**EXERCISE DETAILS:**
Copy the entries below word for word, leaving out the pictures.

=== DATASET RECORDS ===

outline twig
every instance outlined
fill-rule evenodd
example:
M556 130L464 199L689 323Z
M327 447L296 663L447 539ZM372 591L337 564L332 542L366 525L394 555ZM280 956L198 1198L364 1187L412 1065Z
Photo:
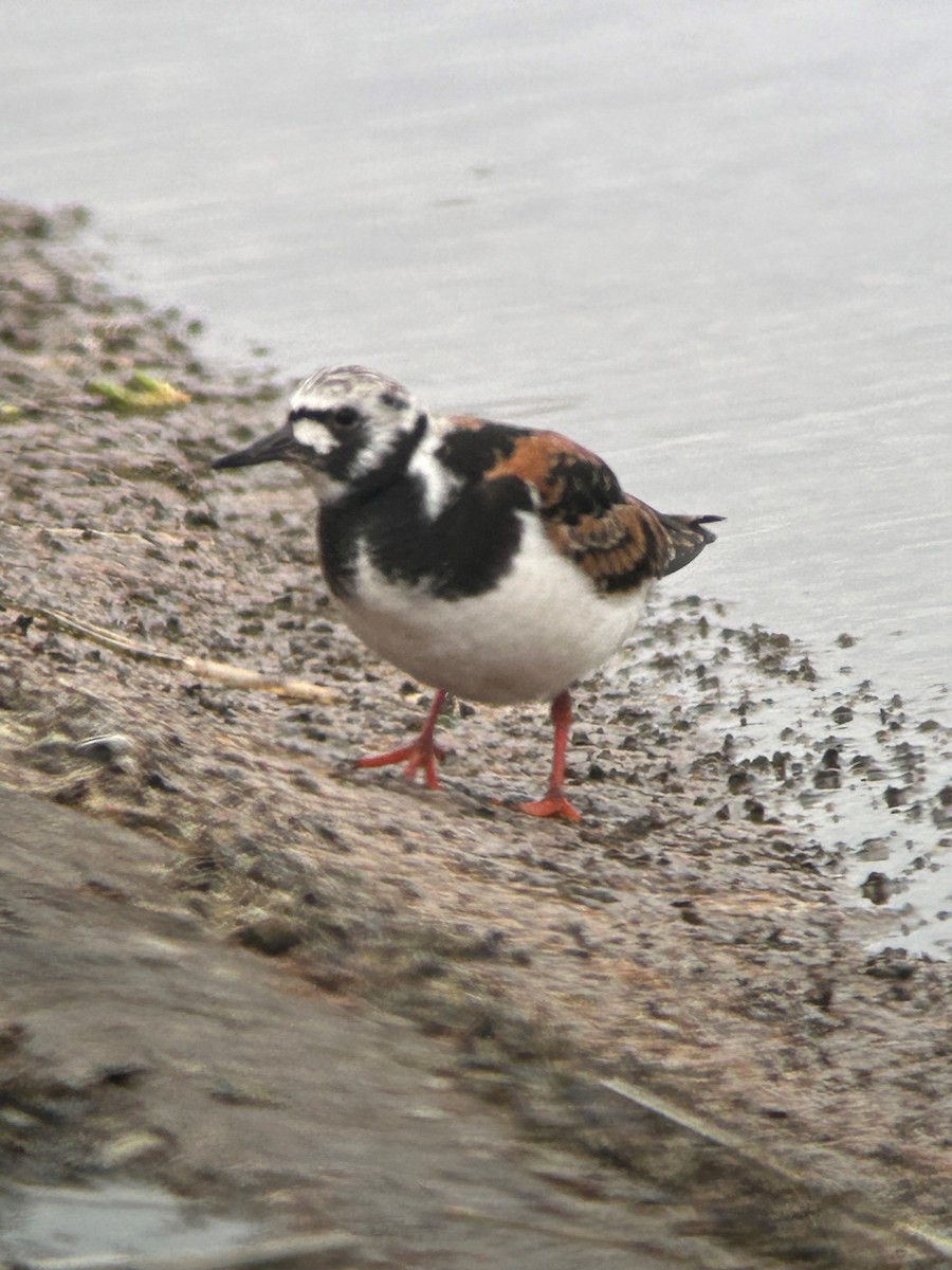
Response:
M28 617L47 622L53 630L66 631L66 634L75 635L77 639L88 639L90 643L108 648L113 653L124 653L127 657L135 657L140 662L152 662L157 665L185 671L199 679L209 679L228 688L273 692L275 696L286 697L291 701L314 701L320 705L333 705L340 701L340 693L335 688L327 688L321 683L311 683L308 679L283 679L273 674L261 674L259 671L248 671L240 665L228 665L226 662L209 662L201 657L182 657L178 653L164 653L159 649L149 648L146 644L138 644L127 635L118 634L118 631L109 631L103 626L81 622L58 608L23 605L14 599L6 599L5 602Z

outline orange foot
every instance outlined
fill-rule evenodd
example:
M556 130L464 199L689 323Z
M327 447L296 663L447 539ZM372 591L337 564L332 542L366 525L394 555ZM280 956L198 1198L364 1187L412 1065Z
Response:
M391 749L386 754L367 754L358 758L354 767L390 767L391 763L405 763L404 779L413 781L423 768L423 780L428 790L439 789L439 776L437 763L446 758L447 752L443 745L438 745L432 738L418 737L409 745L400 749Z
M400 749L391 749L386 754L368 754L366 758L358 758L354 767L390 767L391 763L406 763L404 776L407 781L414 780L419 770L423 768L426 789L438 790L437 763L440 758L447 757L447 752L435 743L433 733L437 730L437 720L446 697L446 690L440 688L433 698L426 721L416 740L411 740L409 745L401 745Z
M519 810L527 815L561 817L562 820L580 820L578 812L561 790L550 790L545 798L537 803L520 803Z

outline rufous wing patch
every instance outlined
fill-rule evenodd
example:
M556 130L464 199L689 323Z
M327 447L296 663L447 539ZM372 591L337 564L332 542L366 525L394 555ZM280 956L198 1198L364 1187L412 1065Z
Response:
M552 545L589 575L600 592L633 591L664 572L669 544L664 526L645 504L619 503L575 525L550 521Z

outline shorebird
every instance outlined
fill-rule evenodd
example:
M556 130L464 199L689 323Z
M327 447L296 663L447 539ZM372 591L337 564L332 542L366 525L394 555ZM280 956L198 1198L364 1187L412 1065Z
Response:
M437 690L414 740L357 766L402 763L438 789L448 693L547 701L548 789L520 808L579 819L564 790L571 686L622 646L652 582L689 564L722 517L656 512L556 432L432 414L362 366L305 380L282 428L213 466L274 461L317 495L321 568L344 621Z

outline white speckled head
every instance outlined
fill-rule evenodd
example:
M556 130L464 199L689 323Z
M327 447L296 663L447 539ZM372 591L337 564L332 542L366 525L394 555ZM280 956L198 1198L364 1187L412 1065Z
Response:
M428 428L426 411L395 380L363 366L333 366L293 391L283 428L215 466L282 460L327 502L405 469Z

===

**RESPONSE:**
outline twig
every instance outlined
fill-rule evenodd
example:
M556 130L464 199L689 323Z
M327 447L296 663L447 539ZM372 591L337 564L332 542L366 525L394 555ZM280 956L198 1198L364 1187L412 1065Z
Photo:
Response:
M28 617L47 622L53 630L66 631L66 634L75 635L77 639L88 639L90 643L108 648L113 653L124 653L127 657L135 657L140 662L152 662L157 665L185 671L199 679L209 679L228 688L273 692L275 696L286 697L291 701L314 701L320 705L333 705L340 701L340 693L335 688L327 688L321 683L311 683L308 679L283 679L273 674L261 674L259 671L248 671L240 665L228 665L226 662L209 662L201 657L182 657L178 653L164 653L159 649L149 648L146 644L138 644L127 635L118 634L118 631L109 631L103 626L81 622L58 608L23 605L14 599L6 599L5 602Z

outline orange foot
every instance outlined
fill-rule evenodd
example:
M556 130L464 199L689 323Z
M327 447L296 663L447 539ZM372 591L337 564L332 542L366 525L394 555ZM280 956L198 1198L364 1187L412 1065Z
Response:
M391 749L386 754L367 754L358 758L354 767L390 767L391 763L405 763L404 779L413 781L423 768L423 780L428 790L439 789L439 776L437 763L446 758L447 752L443 745L438 745L432 738L418 737L409 745L400 749Z
M400 749L391 749L386 754L368 754L366 758L358 758L354 767L390 767L391 763L406 763L404 776L407 781L414 780L419 770L423 768L426 789L438 790L437 763L440 758L447 757L447 752L435 743L433 733L437 730L437 720L446 697L446 690L440 688L433 698L426 721L416 740L411 740L409 745L401 745Z
M519 810L527 815L561 817L562 820L580 820L578 812L561 790L550 790L545 798L537 803L520 803Z

outline rufous wing patch
every instance outlined
fill-rule evenodd
example:
M556 130L464 199L689 323Z
M327 447L296 663L447 539ZM372 591L337 564L332 542L366 525L394 555ZM280 956L198 1198L364 1187L412 1065Z
Response:
M552 545L589 575L600 592L633 591L664 572L669 544L664 526L645 504L619 503L575 525L550 521Z

outline shorebird
every instance outlined
fill-rule evenodd
example:
M556 130L464 199L689 323Z
M327 447L296 663L447 539ZM372 591L337 564L332 542L366 525L394 555ZM280 956L198 1198L364 1187L412 1065Z
Response:
M437 690L414 740L357 766L402 763L438 789L448 693L547 701L548 789L520 808L579 819L564 790L571 686L622 646L652 582L689 564L722 517L656 512L556 432L432 414L362 366L305 380L282 428L213 466L274 461L317 495L321 568L344 621Z

outline white speckled head
every instance outlined
fill-rule evenodd
example:
M556 130L464 199L689 323Z
M327 447L296 663L447 539ZM372 591L337 564L332 542L366 525L394 555ZM280 956L198 1198L364 1187L412 1065Z
Response:
M428 428L426 411L395 380L363 366L333 366L293 391L283 428L215 466L282 460L327 502L405 469Z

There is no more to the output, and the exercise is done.